____ Trecho de texto

17 agosto, 2010

Ruy Duarte de Carvalho - Sinfonia do Novo Mundo

“Desembarquei pois em Moçamedes, fixei calendários com os chantres da sociedade civil, preparei o jipe e larguei, naturalmente para o mato. Acompanhado pelo meu assistente Paulino e pelo seu sobrinho Gregório,…”
“Adoptámos a rota do Pico do Azevedo, como te proponho agora, porque embora fique mais curto o caminho pelo Caraculo, virando aí à direita e passando pela Viganjanganja, o meu deserto, desde a infância, é o que passa ao lado da Damba e do Scott, atinge o Morro Negro, galga as Pedras-Salvadoras e se desdobra em estepes até aos Paralelos, Vitumba, Delfina, Kanehuia. E eu vinha cheio de falta daquilo.”
“Encostámos ,como é costume ao que resta das instalações dos fiscais de caça, …”
“Dessas actuais ruínas, paredes só cravejadas por tiros assestados às pinturas de animais que decoravam as varandas, vê-se, ligeiramente abaixo e as uns quatrocentos metros, o tal Pico do Azevedo. “
“É este um local, sobretudo um horizonte, circular perfeito assim, em que inscrevo desde sempre uma boa parte da minha ficção pessoal… É tudo horizontal e extenso, rasgado, desdobrado em rasgos de visão, é a paisagem que conduz o olhar e há uma leitura só, possível, para uma largueza assim tamanha, tal dimensão alargada: largar o olhar pela esteira oblíqua dos ocres que se cruzam vastos, rasteiros, velozes, sem fim nem começo, uns derramados de outros, depois soltos, a renovar matizes ao sabor do vento. É por assim dizer o umbigo do mundo, para mim, ali. Sento-me lá e decreto o silêncio, fico a ouvir só, a escutar o vento …”

________
____ Dados fornecidos

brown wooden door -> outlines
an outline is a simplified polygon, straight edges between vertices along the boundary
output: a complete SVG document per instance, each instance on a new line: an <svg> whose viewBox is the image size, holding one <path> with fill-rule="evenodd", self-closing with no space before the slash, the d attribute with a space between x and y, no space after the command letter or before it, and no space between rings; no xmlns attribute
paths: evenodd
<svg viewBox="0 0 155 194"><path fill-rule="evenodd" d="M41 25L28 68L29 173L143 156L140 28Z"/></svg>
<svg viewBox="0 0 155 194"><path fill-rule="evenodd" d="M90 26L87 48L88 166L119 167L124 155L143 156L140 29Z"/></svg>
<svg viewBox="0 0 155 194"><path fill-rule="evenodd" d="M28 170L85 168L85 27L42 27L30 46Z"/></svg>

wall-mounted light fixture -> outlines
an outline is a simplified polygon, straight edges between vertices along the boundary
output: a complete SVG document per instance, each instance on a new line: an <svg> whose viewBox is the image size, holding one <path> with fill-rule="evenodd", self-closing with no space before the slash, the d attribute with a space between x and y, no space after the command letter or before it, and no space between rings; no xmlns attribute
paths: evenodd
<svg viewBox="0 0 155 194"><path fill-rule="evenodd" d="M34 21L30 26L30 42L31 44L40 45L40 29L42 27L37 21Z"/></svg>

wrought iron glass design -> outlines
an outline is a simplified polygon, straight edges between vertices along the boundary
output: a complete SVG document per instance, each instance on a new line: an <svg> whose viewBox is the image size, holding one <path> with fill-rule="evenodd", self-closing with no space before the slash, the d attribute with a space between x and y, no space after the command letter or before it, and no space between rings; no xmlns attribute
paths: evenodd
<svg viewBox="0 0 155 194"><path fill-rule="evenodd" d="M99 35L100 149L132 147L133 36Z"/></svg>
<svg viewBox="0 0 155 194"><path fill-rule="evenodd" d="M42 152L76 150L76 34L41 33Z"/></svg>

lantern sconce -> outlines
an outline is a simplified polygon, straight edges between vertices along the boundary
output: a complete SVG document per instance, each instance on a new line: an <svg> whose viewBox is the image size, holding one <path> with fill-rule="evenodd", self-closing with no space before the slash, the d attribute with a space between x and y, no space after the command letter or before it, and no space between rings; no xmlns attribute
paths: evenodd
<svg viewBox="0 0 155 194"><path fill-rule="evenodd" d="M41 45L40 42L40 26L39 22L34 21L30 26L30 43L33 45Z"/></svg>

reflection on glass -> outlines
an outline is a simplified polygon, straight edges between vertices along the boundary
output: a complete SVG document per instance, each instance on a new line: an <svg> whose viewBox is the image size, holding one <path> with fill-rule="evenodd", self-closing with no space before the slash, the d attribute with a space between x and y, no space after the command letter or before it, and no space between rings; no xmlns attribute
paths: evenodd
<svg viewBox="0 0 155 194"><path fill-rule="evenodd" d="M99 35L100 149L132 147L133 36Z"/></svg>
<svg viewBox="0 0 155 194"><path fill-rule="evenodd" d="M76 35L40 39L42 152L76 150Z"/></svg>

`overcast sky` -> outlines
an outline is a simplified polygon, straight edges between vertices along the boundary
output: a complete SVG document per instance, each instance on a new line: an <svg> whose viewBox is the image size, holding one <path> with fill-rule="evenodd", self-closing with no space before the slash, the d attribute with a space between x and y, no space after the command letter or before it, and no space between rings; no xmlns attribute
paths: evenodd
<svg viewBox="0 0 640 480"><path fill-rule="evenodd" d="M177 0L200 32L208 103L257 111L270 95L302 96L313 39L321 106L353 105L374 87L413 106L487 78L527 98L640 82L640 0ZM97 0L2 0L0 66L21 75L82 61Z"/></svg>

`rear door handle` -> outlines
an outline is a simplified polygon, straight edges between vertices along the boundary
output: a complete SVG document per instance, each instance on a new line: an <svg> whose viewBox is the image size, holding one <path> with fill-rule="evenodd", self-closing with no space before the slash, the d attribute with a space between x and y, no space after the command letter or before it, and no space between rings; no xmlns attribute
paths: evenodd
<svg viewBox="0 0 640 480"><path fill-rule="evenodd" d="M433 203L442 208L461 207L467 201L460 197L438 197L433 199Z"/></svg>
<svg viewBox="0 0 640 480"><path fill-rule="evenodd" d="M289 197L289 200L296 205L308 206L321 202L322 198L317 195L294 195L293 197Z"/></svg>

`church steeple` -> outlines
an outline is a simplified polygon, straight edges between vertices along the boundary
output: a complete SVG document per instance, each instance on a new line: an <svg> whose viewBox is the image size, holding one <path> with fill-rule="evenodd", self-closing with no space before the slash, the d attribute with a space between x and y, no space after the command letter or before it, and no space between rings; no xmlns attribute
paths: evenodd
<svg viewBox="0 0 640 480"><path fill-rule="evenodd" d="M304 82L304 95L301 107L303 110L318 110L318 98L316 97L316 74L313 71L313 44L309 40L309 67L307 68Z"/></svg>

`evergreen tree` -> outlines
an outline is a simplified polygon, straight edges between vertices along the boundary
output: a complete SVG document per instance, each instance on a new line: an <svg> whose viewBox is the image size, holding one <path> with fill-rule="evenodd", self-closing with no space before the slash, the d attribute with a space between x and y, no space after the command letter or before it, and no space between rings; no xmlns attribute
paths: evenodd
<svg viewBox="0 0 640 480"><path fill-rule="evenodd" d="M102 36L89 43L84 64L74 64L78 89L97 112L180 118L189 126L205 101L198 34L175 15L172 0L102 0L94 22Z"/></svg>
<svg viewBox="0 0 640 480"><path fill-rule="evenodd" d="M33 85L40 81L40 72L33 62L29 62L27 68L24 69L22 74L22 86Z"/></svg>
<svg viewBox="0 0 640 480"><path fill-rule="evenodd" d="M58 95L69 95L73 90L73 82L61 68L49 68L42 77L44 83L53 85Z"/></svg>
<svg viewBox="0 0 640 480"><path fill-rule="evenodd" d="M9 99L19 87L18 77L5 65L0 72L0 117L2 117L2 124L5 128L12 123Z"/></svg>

________

O que fazer: De acordo com o trecho, quem acompanhava quem narra ao partir de jipe para o mato? As linhas não têm qualquer papel nesta tarefa.

Solução do exercício: O assistente Paulino e o sobrinho dele, Gregório.